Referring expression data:
▼▼▼
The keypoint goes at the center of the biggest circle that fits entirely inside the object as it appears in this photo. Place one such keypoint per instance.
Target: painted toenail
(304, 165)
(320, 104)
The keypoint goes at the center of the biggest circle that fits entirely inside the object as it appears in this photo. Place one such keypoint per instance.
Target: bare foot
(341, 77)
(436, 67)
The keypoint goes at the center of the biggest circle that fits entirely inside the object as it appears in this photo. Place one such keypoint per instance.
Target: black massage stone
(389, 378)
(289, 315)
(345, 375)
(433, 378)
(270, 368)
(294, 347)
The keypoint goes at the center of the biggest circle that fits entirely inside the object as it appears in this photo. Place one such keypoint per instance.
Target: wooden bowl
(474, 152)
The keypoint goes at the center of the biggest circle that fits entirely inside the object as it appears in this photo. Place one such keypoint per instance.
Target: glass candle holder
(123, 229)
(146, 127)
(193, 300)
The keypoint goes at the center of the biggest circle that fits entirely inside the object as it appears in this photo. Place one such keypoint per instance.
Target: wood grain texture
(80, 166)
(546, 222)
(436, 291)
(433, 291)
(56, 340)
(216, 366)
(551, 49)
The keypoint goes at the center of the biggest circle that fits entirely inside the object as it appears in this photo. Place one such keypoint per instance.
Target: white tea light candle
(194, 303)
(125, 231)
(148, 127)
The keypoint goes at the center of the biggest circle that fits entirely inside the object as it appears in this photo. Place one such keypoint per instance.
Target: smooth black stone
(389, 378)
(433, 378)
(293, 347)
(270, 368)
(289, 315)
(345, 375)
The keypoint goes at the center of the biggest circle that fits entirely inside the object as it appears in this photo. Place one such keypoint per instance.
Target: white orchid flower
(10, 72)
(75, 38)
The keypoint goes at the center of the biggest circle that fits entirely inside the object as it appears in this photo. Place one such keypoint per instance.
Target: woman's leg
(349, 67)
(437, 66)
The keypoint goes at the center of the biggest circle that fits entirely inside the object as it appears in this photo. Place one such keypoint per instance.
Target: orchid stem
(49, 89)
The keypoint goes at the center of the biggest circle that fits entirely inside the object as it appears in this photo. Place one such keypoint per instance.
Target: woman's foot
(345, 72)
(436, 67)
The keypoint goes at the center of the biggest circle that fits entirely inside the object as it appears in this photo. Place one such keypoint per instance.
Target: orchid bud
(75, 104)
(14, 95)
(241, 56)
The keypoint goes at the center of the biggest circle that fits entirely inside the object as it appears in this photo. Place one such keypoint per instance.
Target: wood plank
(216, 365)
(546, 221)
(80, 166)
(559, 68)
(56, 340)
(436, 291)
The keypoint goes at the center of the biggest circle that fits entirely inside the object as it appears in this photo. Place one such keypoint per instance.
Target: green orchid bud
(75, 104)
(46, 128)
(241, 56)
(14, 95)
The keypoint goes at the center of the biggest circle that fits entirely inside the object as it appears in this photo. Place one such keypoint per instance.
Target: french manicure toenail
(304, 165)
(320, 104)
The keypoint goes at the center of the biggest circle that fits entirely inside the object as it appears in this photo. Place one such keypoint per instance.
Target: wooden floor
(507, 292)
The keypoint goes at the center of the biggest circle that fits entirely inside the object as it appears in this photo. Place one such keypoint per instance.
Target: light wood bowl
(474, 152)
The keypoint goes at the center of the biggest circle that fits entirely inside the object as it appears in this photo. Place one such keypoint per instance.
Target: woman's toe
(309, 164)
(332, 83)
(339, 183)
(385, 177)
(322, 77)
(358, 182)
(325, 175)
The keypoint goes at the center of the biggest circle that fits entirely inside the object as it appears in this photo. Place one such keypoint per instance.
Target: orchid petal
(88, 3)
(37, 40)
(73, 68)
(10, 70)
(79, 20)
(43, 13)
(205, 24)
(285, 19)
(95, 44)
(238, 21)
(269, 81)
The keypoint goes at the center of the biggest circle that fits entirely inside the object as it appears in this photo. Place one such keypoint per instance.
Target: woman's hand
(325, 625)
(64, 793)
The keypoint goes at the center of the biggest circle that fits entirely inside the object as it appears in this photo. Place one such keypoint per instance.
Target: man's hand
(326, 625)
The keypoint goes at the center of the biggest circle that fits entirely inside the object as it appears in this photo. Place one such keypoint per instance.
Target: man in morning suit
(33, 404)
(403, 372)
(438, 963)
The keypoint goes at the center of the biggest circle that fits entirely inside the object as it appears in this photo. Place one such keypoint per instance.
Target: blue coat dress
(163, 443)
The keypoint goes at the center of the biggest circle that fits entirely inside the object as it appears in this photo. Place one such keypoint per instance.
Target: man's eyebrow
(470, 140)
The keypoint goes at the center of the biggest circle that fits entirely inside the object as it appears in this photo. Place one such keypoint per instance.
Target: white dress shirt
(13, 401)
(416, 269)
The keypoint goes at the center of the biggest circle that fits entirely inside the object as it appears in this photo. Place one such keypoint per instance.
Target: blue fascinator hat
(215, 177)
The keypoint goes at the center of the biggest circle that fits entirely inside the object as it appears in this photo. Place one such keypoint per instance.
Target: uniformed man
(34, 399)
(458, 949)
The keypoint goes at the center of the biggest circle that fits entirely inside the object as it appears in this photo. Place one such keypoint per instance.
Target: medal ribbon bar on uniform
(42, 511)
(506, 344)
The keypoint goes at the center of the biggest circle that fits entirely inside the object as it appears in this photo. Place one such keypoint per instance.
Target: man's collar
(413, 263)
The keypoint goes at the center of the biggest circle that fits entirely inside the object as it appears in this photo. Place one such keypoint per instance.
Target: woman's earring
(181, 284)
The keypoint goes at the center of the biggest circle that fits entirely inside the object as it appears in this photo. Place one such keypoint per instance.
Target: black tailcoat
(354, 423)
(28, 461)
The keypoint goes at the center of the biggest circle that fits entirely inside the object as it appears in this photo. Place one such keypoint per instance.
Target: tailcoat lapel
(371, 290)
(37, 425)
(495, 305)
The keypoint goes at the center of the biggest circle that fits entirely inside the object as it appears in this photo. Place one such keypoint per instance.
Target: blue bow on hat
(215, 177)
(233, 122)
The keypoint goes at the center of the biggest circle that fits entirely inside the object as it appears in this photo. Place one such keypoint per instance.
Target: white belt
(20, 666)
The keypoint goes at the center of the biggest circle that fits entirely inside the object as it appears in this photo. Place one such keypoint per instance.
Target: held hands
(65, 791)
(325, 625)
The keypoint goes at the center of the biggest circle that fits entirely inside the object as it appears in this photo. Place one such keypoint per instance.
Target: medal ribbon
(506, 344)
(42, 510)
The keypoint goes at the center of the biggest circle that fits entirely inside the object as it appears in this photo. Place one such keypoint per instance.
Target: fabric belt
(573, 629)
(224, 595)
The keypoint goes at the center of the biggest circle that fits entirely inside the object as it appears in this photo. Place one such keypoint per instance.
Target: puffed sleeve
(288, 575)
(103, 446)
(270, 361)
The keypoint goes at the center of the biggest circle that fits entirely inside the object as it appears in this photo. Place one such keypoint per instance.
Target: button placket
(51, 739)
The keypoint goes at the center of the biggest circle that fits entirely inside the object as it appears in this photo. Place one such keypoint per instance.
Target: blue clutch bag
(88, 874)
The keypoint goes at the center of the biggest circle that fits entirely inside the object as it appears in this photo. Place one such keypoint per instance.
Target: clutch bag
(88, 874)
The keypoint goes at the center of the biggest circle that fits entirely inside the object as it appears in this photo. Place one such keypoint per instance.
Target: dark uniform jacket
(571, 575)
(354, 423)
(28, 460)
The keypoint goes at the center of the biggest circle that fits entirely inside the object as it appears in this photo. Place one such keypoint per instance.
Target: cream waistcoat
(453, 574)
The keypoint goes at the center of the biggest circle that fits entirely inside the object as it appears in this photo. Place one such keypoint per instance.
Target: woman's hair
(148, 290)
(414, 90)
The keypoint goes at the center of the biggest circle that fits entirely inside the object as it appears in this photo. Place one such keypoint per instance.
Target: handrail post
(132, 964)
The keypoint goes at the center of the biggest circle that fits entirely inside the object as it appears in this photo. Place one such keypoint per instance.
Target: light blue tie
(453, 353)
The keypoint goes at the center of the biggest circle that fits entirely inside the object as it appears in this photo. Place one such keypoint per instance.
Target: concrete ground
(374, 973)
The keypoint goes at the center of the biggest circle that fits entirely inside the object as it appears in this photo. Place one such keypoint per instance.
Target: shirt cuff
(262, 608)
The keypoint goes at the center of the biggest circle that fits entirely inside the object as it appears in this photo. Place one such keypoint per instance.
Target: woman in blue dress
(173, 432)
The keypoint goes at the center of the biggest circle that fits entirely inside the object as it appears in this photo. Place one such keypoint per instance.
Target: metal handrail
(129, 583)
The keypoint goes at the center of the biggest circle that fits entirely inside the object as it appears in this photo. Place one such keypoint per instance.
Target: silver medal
▲▲▲
TASK GOAL –
Write out, without alteration, the line that contains "Target: metal handrail" and all subsequent lines down to the end of the data above.

YOUR SOLUTION –
Target: metal handrail
(129, 583)
The keypoint goes at the center of the biggest circle that fits entirely inside the object as it appears in this photo. Place one such keypoint per instance.
Target: silver medal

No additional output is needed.